Exercise directions: Please reproduce all of the lines below, word for word and in full.

Provided data:
------------------------------

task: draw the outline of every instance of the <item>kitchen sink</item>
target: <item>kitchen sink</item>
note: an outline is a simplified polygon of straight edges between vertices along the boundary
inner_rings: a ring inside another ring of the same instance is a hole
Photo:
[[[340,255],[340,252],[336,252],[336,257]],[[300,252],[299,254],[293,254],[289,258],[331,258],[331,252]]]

------------------------------

Answer section:
task: draw the outline of every instance of the <item>kitchen sink</item>
target: <item>kitchen sink</item>
note: an outline is a simplified polygon of straight edges between vertices along the boundary
inner_rings: a ring inside another ring of the same instance is a hole
Photo:
[[[340,255],[340,252],[336,252],[336,257]],[[300,252],[299,254],[293,254],[289,258],[331,258],[331,252]]]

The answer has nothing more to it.